### EXCERPT
On the occasion of this visit they spoke of building a raft to use in crossing the Snake at their workings, and Wolff tried to dissuade them from the project, assuring them that they did not appreciate how dangerous the Snake could be when on the rise; but they laughed off his warnings with the statement that they had built and handled rafts before, and knew their business.
Wolff learned little, until later, concerning the mutual relations of the 4 men on the bar, nor concerning what success, if any, they had in finding gold.
Late that summer when haying time was at hand in Teton Basin, Wolff was surprised to see a man approaching his cabin on foot. “Seeing any man, and especially one afoot, was a rare sight in those days,” commented Wolff. It proved to be the miner, Tonnar, and he asked to be given work. Curious as to what was up between Tonnar and his partners, Wolff quizzed him but received only the rather unsatisfactory statement that Tonnar had left the 3 miners while they were making plans to raft the Snake in order to fetch a supply of meat for the camp.
With hay ready for cutting, Wolff was glad to hire Tonnar for work in the fields. For a month the two men slept together, and during this time Wolff noticed that Tonnar invariably wore his gun or had it within reach, but while he suspected that all was not right he made no further investigation. Wolff retained a mental picture of Tonnar as being a small, dark-complexioned man of rather untrustworthy appearance and manner.

### DATA TO EXAMINE
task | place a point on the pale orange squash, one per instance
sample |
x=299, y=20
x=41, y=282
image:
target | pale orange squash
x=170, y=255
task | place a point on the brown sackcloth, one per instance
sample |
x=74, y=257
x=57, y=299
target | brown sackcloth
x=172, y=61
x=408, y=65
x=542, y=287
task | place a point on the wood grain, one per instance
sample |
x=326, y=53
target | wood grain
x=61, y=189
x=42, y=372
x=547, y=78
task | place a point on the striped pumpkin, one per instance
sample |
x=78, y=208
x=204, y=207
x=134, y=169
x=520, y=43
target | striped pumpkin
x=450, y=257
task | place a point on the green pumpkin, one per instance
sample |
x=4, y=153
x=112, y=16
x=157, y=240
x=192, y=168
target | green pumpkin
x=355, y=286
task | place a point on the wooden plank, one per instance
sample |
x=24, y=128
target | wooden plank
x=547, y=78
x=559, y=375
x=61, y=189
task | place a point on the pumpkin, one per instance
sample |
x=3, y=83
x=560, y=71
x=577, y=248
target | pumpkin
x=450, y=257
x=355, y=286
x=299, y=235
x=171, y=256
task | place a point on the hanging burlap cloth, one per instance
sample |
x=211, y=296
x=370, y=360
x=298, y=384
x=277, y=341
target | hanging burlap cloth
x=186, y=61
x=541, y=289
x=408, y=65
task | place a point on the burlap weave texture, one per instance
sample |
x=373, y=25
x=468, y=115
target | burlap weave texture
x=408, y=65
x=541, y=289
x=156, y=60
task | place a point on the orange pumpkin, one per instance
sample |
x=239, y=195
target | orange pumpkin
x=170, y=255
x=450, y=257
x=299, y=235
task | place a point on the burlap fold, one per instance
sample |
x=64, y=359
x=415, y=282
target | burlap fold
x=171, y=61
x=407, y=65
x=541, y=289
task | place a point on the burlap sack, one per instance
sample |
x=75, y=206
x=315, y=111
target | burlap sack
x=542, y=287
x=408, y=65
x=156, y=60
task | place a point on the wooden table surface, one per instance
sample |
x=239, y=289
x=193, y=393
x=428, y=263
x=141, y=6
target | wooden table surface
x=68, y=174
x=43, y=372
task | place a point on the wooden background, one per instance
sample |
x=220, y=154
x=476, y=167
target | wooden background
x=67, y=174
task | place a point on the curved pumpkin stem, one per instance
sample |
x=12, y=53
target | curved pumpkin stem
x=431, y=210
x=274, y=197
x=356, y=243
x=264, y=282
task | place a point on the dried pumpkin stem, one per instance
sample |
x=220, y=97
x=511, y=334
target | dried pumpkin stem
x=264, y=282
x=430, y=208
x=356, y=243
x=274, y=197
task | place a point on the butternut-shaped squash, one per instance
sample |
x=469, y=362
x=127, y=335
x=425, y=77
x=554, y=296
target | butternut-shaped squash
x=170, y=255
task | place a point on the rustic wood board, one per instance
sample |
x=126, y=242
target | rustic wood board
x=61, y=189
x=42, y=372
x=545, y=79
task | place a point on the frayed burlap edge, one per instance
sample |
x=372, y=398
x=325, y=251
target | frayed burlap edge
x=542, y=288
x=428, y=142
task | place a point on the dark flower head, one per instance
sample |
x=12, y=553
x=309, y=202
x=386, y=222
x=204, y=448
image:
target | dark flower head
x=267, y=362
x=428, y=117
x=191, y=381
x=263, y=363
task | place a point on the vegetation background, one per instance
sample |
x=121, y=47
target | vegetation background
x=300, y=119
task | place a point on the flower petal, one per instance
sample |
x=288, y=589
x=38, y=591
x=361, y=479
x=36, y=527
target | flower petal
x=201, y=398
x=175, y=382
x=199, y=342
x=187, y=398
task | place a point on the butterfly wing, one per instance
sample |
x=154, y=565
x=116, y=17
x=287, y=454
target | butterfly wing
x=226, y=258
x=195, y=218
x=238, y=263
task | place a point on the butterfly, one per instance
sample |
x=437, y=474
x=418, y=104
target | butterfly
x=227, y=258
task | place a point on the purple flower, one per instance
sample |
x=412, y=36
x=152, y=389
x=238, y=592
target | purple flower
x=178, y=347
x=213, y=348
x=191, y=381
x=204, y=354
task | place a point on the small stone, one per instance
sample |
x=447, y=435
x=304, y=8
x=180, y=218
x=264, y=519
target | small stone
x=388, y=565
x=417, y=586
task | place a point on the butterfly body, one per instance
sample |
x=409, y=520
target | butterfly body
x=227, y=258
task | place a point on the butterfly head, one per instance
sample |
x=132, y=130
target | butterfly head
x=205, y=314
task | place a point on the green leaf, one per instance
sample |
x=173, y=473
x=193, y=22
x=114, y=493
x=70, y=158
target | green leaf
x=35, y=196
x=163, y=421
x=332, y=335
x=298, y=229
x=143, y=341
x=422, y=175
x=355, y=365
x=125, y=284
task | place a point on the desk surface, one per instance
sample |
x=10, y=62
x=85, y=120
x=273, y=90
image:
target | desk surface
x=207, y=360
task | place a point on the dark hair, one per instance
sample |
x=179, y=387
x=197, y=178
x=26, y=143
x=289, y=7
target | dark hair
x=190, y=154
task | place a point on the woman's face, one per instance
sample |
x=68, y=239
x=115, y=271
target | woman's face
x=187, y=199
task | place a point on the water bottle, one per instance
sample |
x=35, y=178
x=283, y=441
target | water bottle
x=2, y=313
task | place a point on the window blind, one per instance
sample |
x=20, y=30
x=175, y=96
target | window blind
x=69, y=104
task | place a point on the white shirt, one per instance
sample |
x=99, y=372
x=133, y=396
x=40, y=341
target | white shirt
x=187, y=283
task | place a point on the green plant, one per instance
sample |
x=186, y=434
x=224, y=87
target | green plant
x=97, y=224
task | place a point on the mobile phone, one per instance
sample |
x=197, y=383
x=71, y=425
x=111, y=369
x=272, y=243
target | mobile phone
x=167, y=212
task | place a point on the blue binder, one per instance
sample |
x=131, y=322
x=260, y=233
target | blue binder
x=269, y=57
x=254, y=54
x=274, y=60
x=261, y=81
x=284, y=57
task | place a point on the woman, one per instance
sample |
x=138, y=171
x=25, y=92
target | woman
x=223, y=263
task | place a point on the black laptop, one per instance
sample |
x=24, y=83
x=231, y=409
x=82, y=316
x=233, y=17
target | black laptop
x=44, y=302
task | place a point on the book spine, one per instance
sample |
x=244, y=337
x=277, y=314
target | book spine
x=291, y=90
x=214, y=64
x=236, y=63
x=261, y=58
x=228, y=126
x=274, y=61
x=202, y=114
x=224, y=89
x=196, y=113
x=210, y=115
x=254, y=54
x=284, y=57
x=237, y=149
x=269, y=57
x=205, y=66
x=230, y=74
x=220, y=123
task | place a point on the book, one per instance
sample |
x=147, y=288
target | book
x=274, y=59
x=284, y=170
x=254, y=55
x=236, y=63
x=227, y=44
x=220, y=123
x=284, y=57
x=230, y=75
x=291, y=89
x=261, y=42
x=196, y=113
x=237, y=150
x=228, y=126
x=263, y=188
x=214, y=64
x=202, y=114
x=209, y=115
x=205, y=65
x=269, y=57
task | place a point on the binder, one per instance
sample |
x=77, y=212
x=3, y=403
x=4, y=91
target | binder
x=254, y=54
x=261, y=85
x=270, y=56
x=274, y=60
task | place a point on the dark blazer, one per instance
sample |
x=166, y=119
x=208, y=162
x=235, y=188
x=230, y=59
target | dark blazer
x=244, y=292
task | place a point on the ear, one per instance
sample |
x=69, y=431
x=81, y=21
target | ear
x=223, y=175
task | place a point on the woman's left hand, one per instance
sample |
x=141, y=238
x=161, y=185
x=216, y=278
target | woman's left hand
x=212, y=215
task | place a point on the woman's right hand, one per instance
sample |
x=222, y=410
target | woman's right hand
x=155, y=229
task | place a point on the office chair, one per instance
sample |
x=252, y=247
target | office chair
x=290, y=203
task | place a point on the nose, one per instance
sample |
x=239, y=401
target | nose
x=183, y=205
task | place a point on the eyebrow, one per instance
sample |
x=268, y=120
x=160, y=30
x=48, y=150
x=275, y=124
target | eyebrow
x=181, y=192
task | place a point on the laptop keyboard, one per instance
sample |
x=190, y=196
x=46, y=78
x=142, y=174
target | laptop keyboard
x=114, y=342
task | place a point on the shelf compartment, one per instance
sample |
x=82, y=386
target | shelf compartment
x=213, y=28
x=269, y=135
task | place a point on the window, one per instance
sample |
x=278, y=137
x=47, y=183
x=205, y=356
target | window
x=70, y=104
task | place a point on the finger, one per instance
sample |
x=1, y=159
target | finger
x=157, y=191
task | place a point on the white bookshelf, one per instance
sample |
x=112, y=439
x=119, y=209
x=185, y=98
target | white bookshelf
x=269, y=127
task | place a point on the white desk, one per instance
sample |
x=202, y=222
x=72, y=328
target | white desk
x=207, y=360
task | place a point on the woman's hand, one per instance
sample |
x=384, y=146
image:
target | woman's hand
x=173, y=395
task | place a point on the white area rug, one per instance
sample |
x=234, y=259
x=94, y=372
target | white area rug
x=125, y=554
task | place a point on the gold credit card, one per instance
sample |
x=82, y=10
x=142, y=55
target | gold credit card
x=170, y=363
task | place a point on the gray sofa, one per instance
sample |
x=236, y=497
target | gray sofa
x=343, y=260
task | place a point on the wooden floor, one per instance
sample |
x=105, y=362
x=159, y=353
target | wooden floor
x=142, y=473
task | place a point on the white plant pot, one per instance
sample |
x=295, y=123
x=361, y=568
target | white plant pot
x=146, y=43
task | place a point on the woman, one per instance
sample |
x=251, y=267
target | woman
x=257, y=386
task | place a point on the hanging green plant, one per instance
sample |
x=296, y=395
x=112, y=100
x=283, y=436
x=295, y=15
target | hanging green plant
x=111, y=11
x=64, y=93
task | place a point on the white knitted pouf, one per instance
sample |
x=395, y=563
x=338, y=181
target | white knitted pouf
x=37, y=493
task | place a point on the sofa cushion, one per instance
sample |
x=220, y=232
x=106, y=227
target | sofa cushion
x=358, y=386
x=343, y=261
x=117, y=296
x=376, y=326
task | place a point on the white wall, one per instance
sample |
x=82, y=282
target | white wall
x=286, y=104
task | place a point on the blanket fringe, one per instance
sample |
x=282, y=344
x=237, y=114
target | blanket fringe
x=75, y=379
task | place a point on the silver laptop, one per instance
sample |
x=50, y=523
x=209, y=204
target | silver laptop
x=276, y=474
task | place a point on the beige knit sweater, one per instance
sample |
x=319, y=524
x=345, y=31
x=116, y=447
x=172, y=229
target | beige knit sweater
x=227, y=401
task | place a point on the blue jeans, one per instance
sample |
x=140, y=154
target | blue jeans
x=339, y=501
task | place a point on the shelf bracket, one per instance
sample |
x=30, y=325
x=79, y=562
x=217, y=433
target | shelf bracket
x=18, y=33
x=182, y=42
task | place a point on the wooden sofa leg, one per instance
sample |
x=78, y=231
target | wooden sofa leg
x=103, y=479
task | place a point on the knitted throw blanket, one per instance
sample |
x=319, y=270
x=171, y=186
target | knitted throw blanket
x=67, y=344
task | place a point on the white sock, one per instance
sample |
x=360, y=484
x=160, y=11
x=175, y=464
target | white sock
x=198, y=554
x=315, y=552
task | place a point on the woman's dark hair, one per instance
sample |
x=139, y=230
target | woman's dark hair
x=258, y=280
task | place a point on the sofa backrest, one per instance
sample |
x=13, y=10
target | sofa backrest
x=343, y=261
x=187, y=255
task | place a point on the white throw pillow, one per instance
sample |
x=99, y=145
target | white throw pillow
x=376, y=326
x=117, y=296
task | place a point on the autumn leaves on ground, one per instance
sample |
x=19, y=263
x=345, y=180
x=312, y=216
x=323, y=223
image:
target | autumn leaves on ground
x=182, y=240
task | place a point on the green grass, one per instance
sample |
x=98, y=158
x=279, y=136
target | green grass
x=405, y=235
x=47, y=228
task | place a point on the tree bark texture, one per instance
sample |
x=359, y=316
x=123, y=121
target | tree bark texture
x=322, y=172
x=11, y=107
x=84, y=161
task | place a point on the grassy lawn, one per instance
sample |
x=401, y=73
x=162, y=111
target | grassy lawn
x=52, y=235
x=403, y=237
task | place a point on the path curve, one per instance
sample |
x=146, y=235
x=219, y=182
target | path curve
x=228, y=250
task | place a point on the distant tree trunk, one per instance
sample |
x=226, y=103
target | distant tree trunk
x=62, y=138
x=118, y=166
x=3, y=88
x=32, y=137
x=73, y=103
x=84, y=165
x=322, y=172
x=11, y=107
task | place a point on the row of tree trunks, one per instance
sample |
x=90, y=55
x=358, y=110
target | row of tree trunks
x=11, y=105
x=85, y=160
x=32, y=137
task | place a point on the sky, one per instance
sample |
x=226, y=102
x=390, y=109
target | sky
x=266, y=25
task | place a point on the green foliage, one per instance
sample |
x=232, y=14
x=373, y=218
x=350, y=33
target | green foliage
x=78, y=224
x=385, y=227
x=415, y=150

### TASKS
A – Translate this sentence from the Wolff and Tonnar excerpt into Spanish: "With hay ready for cutting, Wolff was glad to hire Tonnar for work in the fields."
B – List each trait in the Wolff and Tonnar excerpt's last sentence that describes how Wolff remembered Tonnar.
C – Answer these questions from the Wolff and Tonnar excerpt:
(i) What did the miners plan to build to cross the Snake?
(ii) At what time of year did Tonnar come to Wolff's cabin?
(iii) For how long did Wolff and Tonnar sleep together?
These rows come from a different source than the text.

### OUTPUTS BY TASK
A – Con el heno listo para cortar, Wolff se alegró de contratar a Tonnar para trabajar en los campos.

B –
- small
- dark-complexioned
- of rather untrustworthy appearance
- of rather untrustworthy manner

C –
(i) A raft.
(ii) Late that summer, at haying time in Teton Basin.
(iii) For a month.